Problem:
Would you print the records as they stand, down to the last character?

Data extracts:
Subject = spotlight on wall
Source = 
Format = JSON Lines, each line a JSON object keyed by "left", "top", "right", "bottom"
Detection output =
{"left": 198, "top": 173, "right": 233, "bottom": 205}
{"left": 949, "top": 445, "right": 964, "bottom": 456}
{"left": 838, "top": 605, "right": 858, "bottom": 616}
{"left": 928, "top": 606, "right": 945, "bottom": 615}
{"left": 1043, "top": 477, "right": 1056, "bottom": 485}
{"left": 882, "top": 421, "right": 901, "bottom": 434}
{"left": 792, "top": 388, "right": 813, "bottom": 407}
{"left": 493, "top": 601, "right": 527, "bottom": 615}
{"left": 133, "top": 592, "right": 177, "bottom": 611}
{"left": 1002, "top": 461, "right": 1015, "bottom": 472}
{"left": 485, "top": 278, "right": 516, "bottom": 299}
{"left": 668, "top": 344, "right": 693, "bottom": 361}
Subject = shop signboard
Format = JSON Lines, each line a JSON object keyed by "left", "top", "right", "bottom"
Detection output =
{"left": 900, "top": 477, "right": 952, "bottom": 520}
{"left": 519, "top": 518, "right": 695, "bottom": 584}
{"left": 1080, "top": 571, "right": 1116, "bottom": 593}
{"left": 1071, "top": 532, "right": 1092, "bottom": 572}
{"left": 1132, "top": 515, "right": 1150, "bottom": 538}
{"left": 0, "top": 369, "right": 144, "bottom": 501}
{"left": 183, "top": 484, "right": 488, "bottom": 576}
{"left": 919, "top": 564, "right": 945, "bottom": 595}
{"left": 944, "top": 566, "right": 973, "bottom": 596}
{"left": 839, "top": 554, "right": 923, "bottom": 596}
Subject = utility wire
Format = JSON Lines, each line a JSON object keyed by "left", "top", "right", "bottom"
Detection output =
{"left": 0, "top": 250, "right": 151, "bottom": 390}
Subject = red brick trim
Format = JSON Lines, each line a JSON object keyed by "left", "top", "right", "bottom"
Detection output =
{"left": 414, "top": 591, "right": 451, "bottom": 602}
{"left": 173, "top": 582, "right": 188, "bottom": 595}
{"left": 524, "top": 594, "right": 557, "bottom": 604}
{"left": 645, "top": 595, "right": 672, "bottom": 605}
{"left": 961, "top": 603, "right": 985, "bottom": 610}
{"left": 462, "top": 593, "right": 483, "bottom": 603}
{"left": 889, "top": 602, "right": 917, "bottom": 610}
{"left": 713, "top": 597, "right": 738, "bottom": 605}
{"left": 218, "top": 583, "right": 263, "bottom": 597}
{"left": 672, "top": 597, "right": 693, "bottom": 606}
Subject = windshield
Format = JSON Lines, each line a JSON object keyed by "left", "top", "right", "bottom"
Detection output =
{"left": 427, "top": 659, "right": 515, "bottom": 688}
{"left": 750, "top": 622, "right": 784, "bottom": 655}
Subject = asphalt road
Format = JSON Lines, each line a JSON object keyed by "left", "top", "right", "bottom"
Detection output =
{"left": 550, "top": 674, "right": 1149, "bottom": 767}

Solved exercise:
Subject = spotlight on wall
Source = 
Format = JSON Lines, each line a JSON object keyed by "left", "top", "right", "bottom"
Detection output =
{"left": 198, "top": 173, "right": 233, "bottom": 205}
{"left": 949, "top": 445, "right": 964, "bottom": 456}
{"left": 838, "top": 605, "right": 858, "bottom": 616}
{"left": 928, "top": 606, "right": 945, "bottom": 615}
{"left": 1043, "top": 477, "right": 1056, "bottom": 485}
{"left": 882, "top": 421, "right": 901, "bottom": 434}
{"left": 792, "top": 388, "right": 813, "bottom": 407}
{"left": 493, "top": 601, "right": 527, "bottom": 615}
{"left": 133, "top": 592, "right": 177, "bottom": 611}
{"left": 1002, "top": 461, "right": 1015, "bottom": 472}
{"left": 485, "top": 278, "right": 516, "bottom": 299}
{"left": 668, "top": 344, "right": 693, "bottom": 361}
Subject = shop signboard
Format = JSON Lines, each line a JSON object keyed by "left", "top", "right", "bottom"
Detection output =
{"left": 900, "top": 477, "right": 952, "bottom": 520}
{"left": 519, "top": 518, "right": 695, "bottom": 584}
{"left": 1080, "top": 571, "right": 1116, "bottom": 593}
{"left": 1071, "top": 532, "right": 1092, "bottom": 572}
{"left": 1132, "top": 515, "right": 1150, "bottom": 538}
{"left": 0, "top": 369, "right": 144, "bottom": 501}
{"left": 183, "top": 484, "right": 488, "bottom": 576}
{"left": 919, "top": 564, "right": 945, "bottom": 595}
{"left": 944, "top": 566, "right": 973, "bottom": 596}
{"left": 839, "top": 554, "right": 923, "bottom": 596}
Subject = utility wire
Format = JSON Lines, each line a JSON object keyed by "left", "top", "right", "bottom"
Detection output =
{"left": 0, "top": 250, "right": 151, "bottom": 390}
Subject = red brick trim
Format = JSON Lines, each line a JSON object keyed by "left", "top", "right", "bottom"
Detection output =
{"left": 414, "top": 591, "right": 451, "bottom": 602}
{"left": 173, "top": 582, "right": 188, "bottom": 595}
{"left": 524, "top": 594, "right": 557, "bottom": 604}
{"left": 645, "top": 595, "right": 672, "bottom": 605}
{"left": 961, "top": 603, "right": 985, "bottom": 610}
{"left": 462, "top": 593, "right": 483, "bottom": 603}
{"left": 889, "top": 602, "right": 917, "bottom": 610}
{"left": 713, "top": 597, "right": 738, "bottom": 605}
{"left": 218, "top": 583, "right": 263, "bottom": 597}
{"left": 672, "top": 597, "right": 693, "bottom": 606}
Subject = windshield
Format = JSON Lines, each line a JSON object keyed by "left", "top", "right", "bottom"
Detection output =
{"left": 427, "top": 659, "right": 515, "bottom": 688}
{"left": 750, "top": 622, "right": 784, "bottom": 655}
Subject = asphalt road
Format = JSON Lines, each line a JSON object keyed by "left", "top", "right", "bottom"
Detection output =
{"left": 550, "top": 674, "right": 1149, "bottom": 767}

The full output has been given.